TASK OBJECTIVE - Could you reproduce all of the data below character for character, leaving out the pictures?

── RECORD EXCERPTS

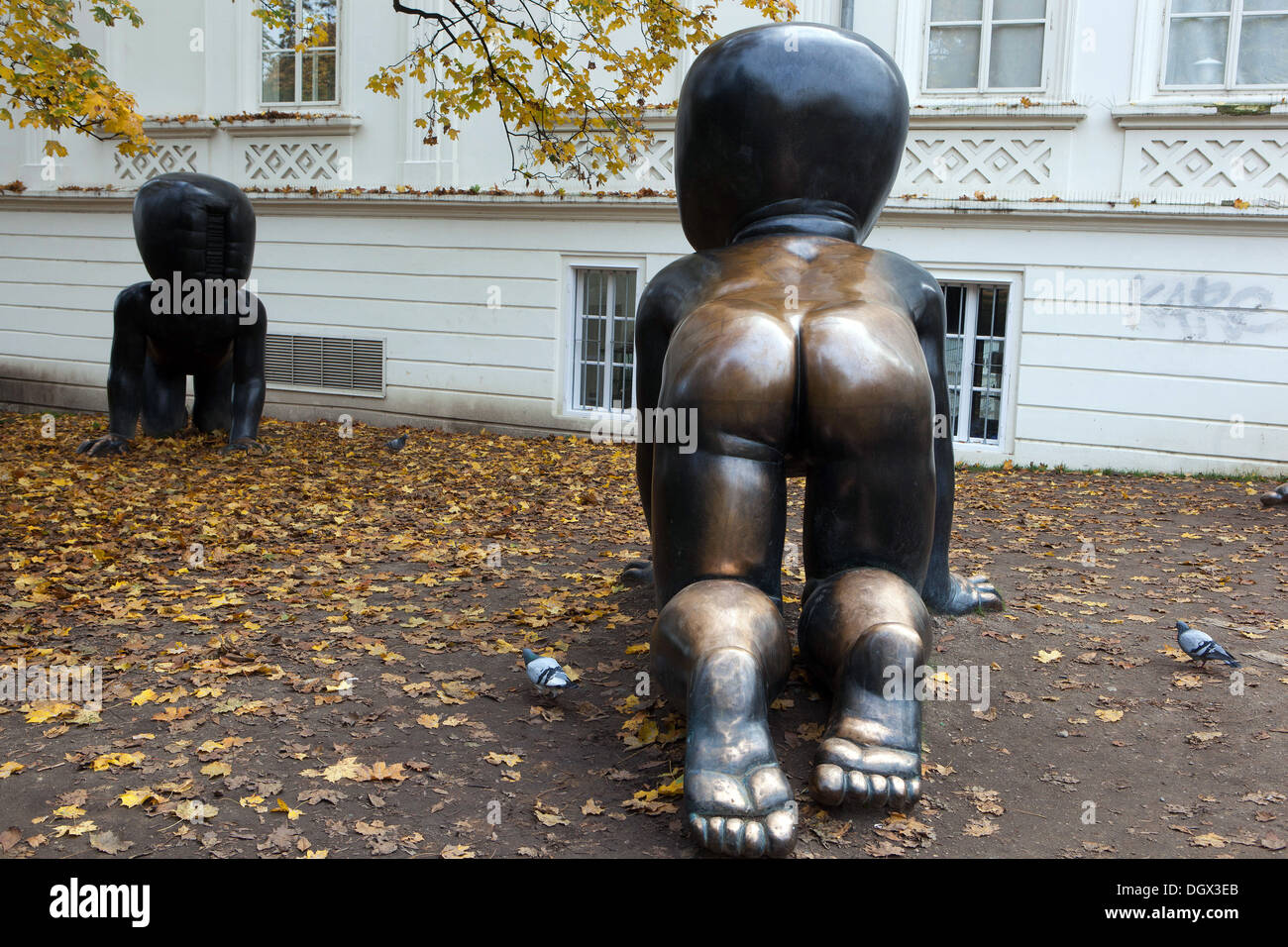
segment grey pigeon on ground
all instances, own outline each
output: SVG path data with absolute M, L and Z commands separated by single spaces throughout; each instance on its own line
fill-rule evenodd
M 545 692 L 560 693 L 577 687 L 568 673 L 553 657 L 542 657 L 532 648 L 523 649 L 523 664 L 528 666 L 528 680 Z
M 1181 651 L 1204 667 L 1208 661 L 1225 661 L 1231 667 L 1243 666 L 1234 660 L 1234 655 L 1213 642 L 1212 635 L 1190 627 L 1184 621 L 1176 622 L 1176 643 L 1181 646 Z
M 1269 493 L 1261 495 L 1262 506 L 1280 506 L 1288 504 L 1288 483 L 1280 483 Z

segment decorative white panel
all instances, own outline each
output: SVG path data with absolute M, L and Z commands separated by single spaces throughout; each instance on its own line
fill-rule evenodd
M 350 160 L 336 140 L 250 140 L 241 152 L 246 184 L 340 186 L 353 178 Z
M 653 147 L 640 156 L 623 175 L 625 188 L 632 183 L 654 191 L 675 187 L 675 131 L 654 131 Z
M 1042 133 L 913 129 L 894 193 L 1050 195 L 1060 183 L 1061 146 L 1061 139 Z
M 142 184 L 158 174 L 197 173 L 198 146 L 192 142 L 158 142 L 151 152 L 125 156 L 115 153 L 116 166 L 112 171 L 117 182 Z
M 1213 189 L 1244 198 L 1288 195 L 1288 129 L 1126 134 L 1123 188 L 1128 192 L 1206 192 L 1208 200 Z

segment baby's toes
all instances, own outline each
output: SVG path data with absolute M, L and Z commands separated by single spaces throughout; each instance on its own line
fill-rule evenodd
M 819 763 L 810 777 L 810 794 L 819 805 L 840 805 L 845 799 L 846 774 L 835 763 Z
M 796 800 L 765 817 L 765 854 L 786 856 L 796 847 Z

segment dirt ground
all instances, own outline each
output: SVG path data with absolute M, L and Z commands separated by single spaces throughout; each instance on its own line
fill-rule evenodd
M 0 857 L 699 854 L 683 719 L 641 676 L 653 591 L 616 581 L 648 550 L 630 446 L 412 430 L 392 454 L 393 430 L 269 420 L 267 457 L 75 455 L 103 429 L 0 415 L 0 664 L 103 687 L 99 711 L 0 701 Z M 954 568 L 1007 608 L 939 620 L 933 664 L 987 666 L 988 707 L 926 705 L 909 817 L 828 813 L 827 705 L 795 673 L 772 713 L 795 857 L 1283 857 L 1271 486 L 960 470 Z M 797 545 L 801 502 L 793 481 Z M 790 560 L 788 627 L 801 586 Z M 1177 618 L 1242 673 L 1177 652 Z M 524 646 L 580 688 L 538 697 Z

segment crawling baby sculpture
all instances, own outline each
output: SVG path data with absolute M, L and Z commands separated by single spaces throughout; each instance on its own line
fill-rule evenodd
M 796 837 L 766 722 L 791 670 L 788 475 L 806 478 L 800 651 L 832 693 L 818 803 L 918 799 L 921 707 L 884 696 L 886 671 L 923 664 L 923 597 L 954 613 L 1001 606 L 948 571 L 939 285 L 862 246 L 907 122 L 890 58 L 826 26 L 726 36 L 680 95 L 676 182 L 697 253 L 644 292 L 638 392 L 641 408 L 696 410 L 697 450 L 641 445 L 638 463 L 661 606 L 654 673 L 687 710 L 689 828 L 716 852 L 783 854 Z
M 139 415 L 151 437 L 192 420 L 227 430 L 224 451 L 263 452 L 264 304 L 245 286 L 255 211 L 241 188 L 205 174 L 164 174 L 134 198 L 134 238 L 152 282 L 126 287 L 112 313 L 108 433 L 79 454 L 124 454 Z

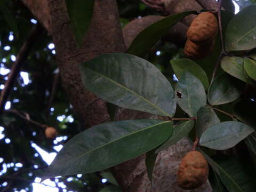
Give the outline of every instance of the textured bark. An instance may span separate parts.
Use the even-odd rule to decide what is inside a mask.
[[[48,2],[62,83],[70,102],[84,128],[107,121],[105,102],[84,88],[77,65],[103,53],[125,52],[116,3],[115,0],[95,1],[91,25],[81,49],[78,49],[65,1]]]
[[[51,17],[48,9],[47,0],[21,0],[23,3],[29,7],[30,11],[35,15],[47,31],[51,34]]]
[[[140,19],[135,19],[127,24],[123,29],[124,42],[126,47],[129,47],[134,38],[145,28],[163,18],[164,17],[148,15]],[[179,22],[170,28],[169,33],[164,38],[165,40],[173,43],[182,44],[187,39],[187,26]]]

────

WRITTEN REPLY -
segment grey pigeon on ground
all instances, own outline each
output: SVG path data with absolute M, L and Z commands separated by single spaces throughout; each instance on its own line
fill-rule evenodd
M 545 692 L 560 693 L 577 687 L 568 673 L 553 657 L 542 657 L 532 648 L 523 649 L 523 664 L 528 666 L 528 680 Z
M 1181 651 L 1204 667 L 1208 661 L 1225 661 L 1231 667 L 1243 666 L 1234 660 L 1234 655 L 1213 642 L 1212 635 L 1190 627 L 1184 621 L 1176 622 L 1176 643 L 1181 646 Z
M 1269 493 L 1261 495 L 1262 506 L 1280 506 L 1288 504 L 1288 483 L 1280 483 Z

segment decorative white panel
all instances, own outline each
output: SVG path data with absolute M, L and Z commands separated by single spaces throughout; each instance on its own line
fill-rule evenodd
M 350 160 L 336 140 L 250 140 L 241 152 L 246 184 L 340 186 L 353 178 Z
M 653 147 L 640 156 L 623 175 L 625 188 L 632 183 L 654 191 L 675 187 L 675 131 L 654 131 Z
M 1042 133 L 913 129 L 894 193 L 1050 195 L 1060 183 L 1061 146 L 1061 139 Z
M 142 184 L 158 174 L 197 173 L 198 146 L 192 142 L 158 142 L 151 152 L 125 156 L 115 153 L 116 166 L 112 171 L 117 182 Z
M 1213 189 L 1244 198 L 1288 195 L 1288 129 L 1126 134 L 1123 188 L 1128 192 L 1206 192 L 1208 200 Z

segment baby's toes
all instances, own outline each
output: SVG path data with absolute M, L and Z commands separated by single spaces throughout; each instance on its own line
fill-rule evenodd
M 819 763 L 810 777 L 810 794 L 819 805 L 840 805 L 845 799 L 846 774 L 835 763 Z
M 796 800 L 765 817 L 765 854 L 786 856 L 796 847 Z

segment dirt ground
all instances, own outline each
output: SVG path data with absolute M, L and Z commands separated by single spaces throughout; each instance on its own line
fill-rule evenodd
M 0 857 L 699 854 L 683 719 L 641 676 L 653 591 L 616 581 L 648 550 L 630 446 L 412 430 L 392 454 L 393 430 L 269 420 L 267 457 L 75 455 L 103 429 L 0 415 L 0 664 L 103 687 L 99 711 L 0 701 Z M 954 568 L 1007 608 L 939 620 L 933 664 L 987 666 L 988 707 L 926 705 L 909 817 L 828 813 L 827 705 L 795 673 L 772 713 L 795 857 L 1283 857 L 1271 486 L 960 470 Z M 797 545 L 801 502 L 793 481 Z M 790 560 L 788 627 L 801 586 Z M 1177 618 L 1242 673 L 1177 652 Z M 524 646 L 580 688 L 538 697 Z

segment crawling baby sculpture
all instances, own outline each
output: SVG path data with absolute M, L and Z commands separated by single spaces throughout; each instance on its own line
fill-rule evenodd
M 796 837 L 766 722 L 791 670 L 788 475 L 806 478 L 800 651 L 832 693 L 818 803 L 918 799 L 921 707 L 884 696 L 886 671 L 923 664 L 923 597 L 954 613 L 1001 606 L 948 571 L 939 285 L 862 246 L 907 122 L 890 58 L 826 26 L 726 36 L 680 95 L 676 182 L 697 253 L 644 292 L 638 392 L 641 408 L 696 410 L 697 450 L 641 445 L 638 463 L 661 606 L 654 673 L 687 710 L 689 828 L 716 852 L 783 854 Z
M 139 415 L 151 437 L 192 420 L 227 430 L 224 451 L 263 452 L 264 304 L 245 286 L 255 211 L 241 188 L 205 174 L 164 174 L 134 198 L 134 238 L 152 282 L 126 287 L 112 313 L 108 433 L 79 454 L 124 454 Z

Give the outline of every instance of the textured bark. An instance may span separate parts.
Use the even-odd rule to decide what is inside a mask.
[[[48,2],[62,83],[70,102],[84,128],[107,121],[105,102],[84,88],[77,65],[103,53],[125,52],[116,3],[115,0],[95,1],[91,25],[81,49],[78,49],[65,1]]]
[[[51,17],[48,9],[47,0],[21,0],[23,3],[29,7],[30,11],[35,15],[47,31],[51,34]]]
[[[140,19],[135,19],[127,24],[123,29],[124,42],[126,47],[129,47],[134,38],[145,28],[163,18],[164,17],[148,15]],[[179,22],[170,28],[169,33],[164,38],[165,40],[173,43],[182,44],[187,39],[187,26]]]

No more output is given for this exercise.